Source document
-- Opening Marker --
Steven Lichtman - Oppenheimer & Company

And then with Pierre on board now, what are the next steps you think we'll see in terms of expansion in Europe? What are the key steps we should be looking for from you guys?

Mike Kaminski

And fairness to Pierre since it’s his first day. I’ll add to it. First thing is obviously, Pierre to get his arms around our business model where we are, look at the sales pipeline and begin to look at the processes and the opportunities that we have in front of us. I think that will take probably a quarter to get through, to really access the state of the business, and Europe is going well, I think it can go better and I think Pierre will add that energy and punch to really get us up on a different curve in Europe, and I am not disappointed at all, I just think there is much opportunity over there. And we see a large opening up in the eastern block. I think that we continue to do very well in Germany and Scandinavia. I think we can do better in some of the other countries like France and England. So I think Pierre’s background allows us an opportunity really look at similar business models and drive a robust process. And we saw the same thing with [Paige] in the US. This should be begun to look at it. We began to really see an accelerant of our company.
-- Closing Marker --
Available data
-- Opening Marker --
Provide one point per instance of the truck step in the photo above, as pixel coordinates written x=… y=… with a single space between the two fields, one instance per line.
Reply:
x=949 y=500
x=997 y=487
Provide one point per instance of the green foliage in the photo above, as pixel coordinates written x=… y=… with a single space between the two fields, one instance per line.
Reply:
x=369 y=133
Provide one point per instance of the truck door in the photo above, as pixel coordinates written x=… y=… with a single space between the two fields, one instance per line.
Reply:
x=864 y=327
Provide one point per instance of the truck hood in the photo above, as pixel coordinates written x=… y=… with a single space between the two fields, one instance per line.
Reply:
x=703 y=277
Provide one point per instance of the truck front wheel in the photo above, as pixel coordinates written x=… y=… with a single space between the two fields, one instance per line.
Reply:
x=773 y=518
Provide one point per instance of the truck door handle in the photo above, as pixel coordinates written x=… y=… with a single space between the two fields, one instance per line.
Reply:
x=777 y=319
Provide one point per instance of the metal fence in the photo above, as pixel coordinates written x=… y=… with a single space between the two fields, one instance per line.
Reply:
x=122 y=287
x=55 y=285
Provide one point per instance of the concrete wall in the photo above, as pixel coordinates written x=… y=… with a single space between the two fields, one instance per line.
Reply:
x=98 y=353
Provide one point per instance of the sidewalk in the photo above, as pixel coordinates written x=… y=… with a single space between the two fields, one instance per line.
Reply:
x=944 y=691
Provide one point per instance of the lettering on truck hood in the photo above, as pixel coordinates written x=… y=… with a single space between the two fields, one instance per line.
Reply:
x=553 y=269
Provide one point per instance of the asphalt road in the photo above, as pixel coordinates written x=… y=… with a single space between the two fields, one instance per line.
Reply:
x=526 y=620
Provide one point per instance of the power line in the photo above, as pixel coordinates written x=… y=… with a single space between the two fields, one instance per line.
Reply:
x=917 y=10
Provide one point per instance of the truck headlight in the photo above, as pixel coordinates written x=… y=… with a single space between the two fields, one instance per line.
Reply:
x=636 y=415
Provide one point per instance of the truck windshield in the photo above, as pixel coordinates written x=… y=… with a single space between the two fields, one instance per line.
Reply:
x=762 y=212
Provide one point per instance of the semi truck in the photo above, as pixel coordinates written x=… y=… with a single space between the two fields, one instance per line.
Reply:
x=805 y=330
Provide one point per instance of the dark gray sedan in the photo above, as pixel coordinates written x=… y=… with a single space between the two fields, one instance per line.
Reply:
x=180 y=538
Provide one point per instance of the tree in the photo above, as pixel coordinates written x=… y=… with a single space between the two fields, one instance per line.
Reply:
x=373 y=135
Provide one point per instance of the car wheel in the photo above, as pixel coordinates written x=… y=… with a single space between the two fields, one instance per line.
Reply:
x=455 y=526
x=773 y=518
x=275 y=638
-- Closing Marker --
Task instructions
1. In the call transcript, about how long does Mike Kaminski expect it will take Pierre to get through the work of judging the state of the business?
2. Quote the call transcript word for word, starting with "Steven Lichtman - Oppenheimer" and going on through "from you guys?".

Per-task answers
1. Probably a quarter.

2.
Steven Lichtman - Oppenheimer & Company

And then with Pierre on board now, what are the next steps you think we'll see in terms of expansion in Europe? What are the key steps we should be looking for from you guys?